Exercise aim => Please gather every line of the material below that contains the word "lavender", and copy each one in full.

>> BEGIN Given data

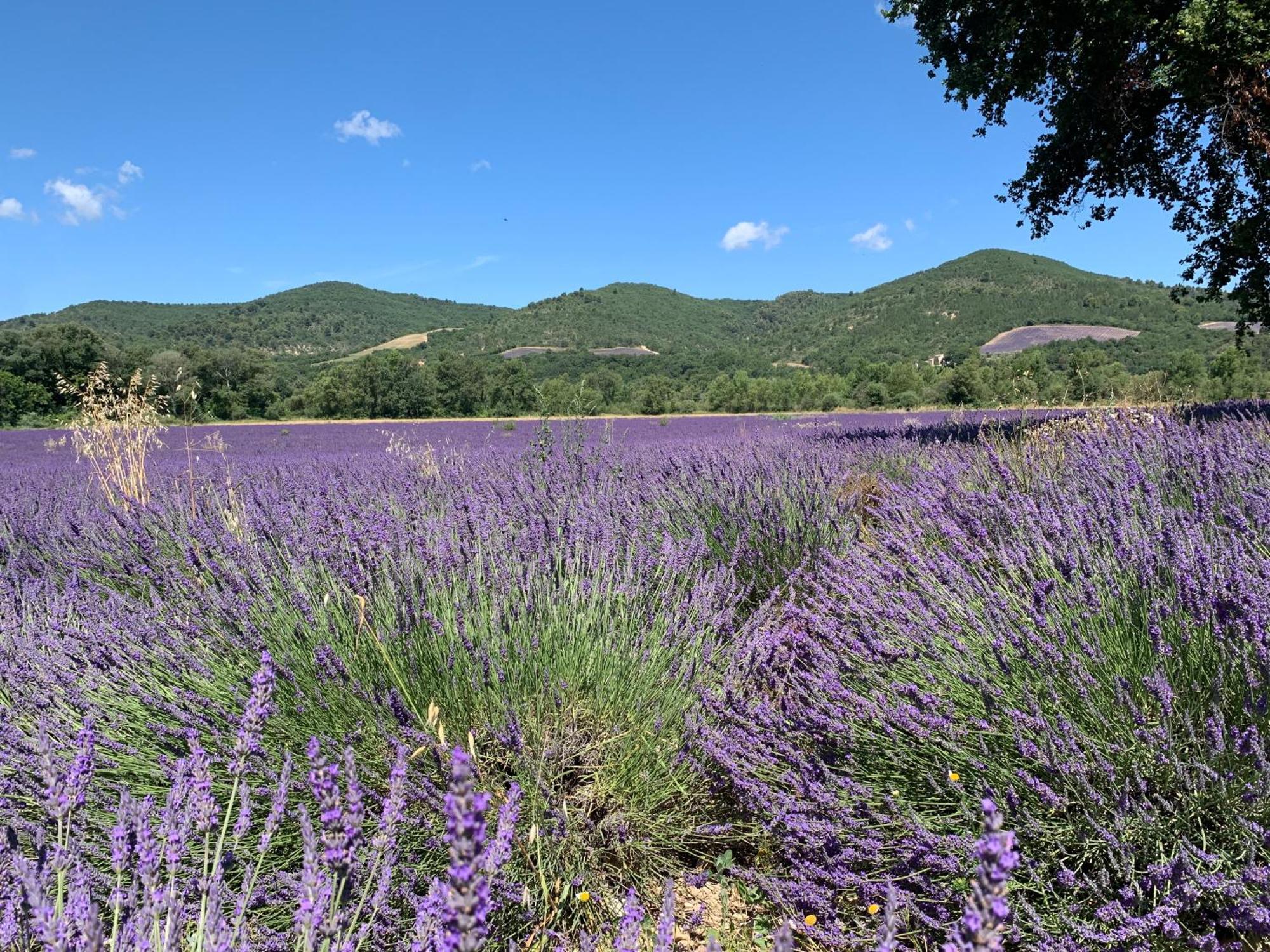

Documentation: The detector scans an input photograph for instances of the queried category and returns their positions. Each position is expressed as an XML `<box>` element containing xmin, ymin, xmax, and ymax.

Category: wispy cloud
<box><xmin>119</xmin><ymin>159</ymin><xmax>146</xmax><ymax>185</ymax></box>
<box><xmin>719</xmin><ymin>221</ymin><xmax>790</xmax><ymax>251</ymax></box>
<box><xmin>851</xmin><ymin>222</ymin><xmax>895</xmax><ymax>251</ymax></box>
<box><xmin>335</xmin><ymin>109</ymin><xmax>401</xmax><ymax>146</ymax></box>
<box><xmin>44</xmin><ymin>179</ymin><xmax>113</xmax><ymax>225</ymax></box>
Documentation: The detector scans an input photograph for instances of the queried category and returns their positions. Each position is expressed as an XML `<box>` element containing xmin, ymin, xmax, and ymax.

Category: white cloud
<box><xmin>119</xmin><ymin>159</ymin><xmax>146</xmax><ymax>185</ymax></box>
<box><xmin>851</xmin><ymin>222</ymin><xmax>895</xmax><ymax>251</ymax></box>
<box><xmin>44</xmin><ymin>179</ymin><xmax>104</xmax><ymax>225</ymax></box>
<box><xmin>335</xmin><ymin>109</ymin><xmax>401</xmax><ymax>146</ymax></box>
<box><xmin>719</xmin><ymin>221</ymin><xmax>790</xmax><ymax>251</ymax></box>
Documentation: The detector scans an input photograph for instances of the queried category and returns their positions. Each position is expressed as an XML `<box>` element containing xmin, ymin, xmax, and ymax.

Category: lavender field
<box><xmin>0</xmin><ymin>404</ymin><xmax>1270</xmax><ymax>952</ymax></box>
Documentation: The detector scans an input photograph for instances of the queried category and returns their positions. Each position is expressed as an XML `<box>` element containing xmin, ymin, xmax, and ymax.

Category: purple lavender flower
<box><xmin>439</xmin><ymin>748</ymin><xmax>489</xmax><ymax>952</ymax></box>
<box><xmin>772</xmin><ymin>919</ymin><xmax>794</xmax><ymax>952</ymax></box>
<box><xmin>307</xmin><ymin>737</ymin><xmax>353</xmax><ymax>878</ymax></box>
<box><xmin>230</xmin><ymin>651</ymin><xmax>276</xmax><ymax>777</ymax></box>
<box><xmin>653</xmin><ymin>880</ymin><xmax>676</xmax><ymax>952</ymax></box>
<box><xmin>944</xmin><ymin>798</ymin><xmax>1019</xmax><ymax>952</ymax></box>
<box><xmin>875</xmin><ymin>883</ymin><xmax>899</xmax><ymax>952</ymax></box>
<box><xmin>188</xmin><ymin>732</ymin><xmax>220</xmax><ymax>833</ymax></box>
<box><xmin>613</xmin><ymin>887</ymin><xmax>644</xmax><ymax>952</ymax></box>
<box><xmin>483</xmin><ymin>781</ymin><xmax>521</xmax><ymax>876</ymax></box>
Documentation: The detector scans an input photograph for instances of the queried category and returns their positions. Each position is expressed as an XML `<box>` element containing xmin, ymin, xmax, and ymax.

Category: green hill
<box><xmin>0</xmin><ymin>250</ymin><xmax>1270</xmax><ymax>425</ymax></box>
<box><xmin>0</xmin><ymin>250</ymin><xmax>1232</xmax><ymax>371</ymax></box>
<box><xmin>759</xmin><ymin>250</ymin><xmax>1232</xmax><ymax>371</ymax></box>
<box><xmin>0</xmin><ymin>281</ymin><xmax>505</xmax><ymax>357</ymax></box>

>> END Given data

Completed task =>
Category: lavender field
Category: purple lavender flower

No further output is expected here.